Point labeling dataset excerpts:
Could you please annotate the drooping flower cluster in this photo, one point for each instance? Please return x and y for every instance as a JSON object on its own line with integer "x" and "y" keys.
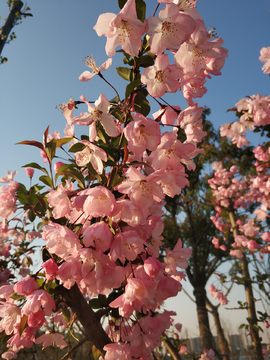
{"x": 218, "y": 294}
{"x": 102, "y": 225}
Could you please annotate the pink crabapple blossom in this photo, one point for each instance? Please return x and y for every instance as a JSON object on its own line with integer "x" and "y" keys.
{"x": 161, "y": 77}
{"x": 170, "y": 30}
{"x": 123, "y": 29}
{"x": 91, "y": 63}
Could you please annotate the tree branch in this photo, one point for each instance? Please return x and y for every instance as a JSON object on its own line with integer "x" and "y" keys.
{"x": 94, "y": 331}
{"x": 9, "y": 24}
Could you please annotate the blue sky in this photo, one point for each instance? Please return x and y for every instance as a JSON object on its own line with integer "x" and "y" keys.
{"x": 46, "y": 59}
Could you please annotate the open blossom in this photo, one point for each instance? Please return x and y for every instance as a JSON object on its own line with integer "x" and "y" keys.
{"x": 208, "y": 355}
{"x": 167, "y": 115}
{"x": 9, "y": 176}
{"x": 51, "y": 339}
{"x": 199, "y": 56}
{"x": 99, "y": 201}
{"x": 50, "y": 268}
{"x": 177, "y": 258}
{"x": 61, "y": 240}
{"x": 59, "y": 200}
{"x": 161, "y": 77}
{"x": 123, "y": 29}
{"x": 99, "y": 112}
{"x": 90, "y": 62}
{"x": 142, "y": 133}
{"x": 38, "y": 300}
{"x": 91, "y": 154}
{"x": 29, "y": 172}
{"x": 170, "y": 30}
{"x": 26, "y": 286}
{"x": 265, "y": 58}
{"x": 143, "y": 190}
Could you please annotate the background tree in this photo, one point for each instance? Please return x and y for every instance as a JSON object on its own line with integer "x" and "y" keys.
{"x": 188, "y": 217}
{"x": 14, "y": 18}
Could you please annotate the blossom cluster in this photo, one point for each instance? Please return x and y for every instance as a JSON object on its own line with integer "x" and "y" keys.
{"x": 218, "y": 294}
{"x": 230, "y": 193}
{"x": 102, "y": 225}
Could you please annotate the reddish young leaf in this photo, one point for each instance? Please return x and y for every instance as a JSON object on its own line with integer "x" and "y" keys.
{"x": 32, "y": 143}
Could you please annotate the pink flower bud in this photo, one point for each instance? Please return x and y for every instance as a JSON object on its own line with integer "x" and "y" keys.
{"x": 29, "y": 172}
{"x": 178, "y": 327}
{"x": 51, "y": 269}
{"x": 36, "y": 319}
{"x": 57, "y": 166}
{"x": 26, "y": 286}
{"x": 152, "y": 267}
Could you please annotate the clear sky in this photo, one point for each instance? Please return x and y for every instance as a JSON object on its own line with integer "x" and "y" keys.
{"x": 46, "y": 59}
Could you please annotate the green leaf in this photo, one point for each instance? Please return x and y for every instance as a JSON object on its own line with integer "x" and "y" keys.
{"x": 61, "y": 171}
{"x": 22, "y": 197}
{"x": 46, "y": 180}
{"x": 140, "y": 8}
{"x": 147, "y": 60}
{"x": 76, "y": 175}
{"x": 130, "y": 87}
{"x": 22, "y": 188}
{"x": 112, "y": 153}
{"x": 77, "y": 147}
{"x": 32, "y": 143}
{"x": 124, "y": 72}
{"x": 63, "y": 141}
{"x": 36, "y": 166}
{"x": 16, "y": 297}
{"x": 92, "y": 171}
{"x": 31, "y": 215}
{"x": 101, "y": 134}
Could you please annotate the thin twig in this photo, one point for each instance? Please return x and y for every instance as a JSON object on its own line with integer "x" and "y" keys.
{"x": 74, "y": 348}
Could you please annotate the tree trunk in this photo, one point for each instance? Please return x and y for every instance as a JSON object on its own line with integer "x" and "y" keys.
{"x": 222, "y": 341}
{"x": 93, "y": 329}
{"x": 171, "y": 349}
{"x": 256, "y": 340}
{"x": 202, "y": 313}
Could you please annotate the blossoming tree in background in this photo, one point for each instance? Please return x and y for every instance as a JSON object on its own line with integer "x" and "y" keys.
{"x": 242, "y": 200}
{"x": 100, "y": 212}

--- Your goal ---
Rewrite the items as a Markdown table with the columns "Row" and "Line," starting at the line containing "Could you please annotate the blossoming" and ending at the last line of the items. Number each row and leave out any blank lines.

--- Expected answer ---
| Row | Line |
|---|---|
| 1 | Could you please annotate the blossoming tree in background in this photo, one point for each instance? Please return x and y for every instance as a JSON object on its own line with integer "x" and "y" keys. |
| 2 | {"x": 242, "y": 200} |
| 3 | {"x": 100, "y": 212} |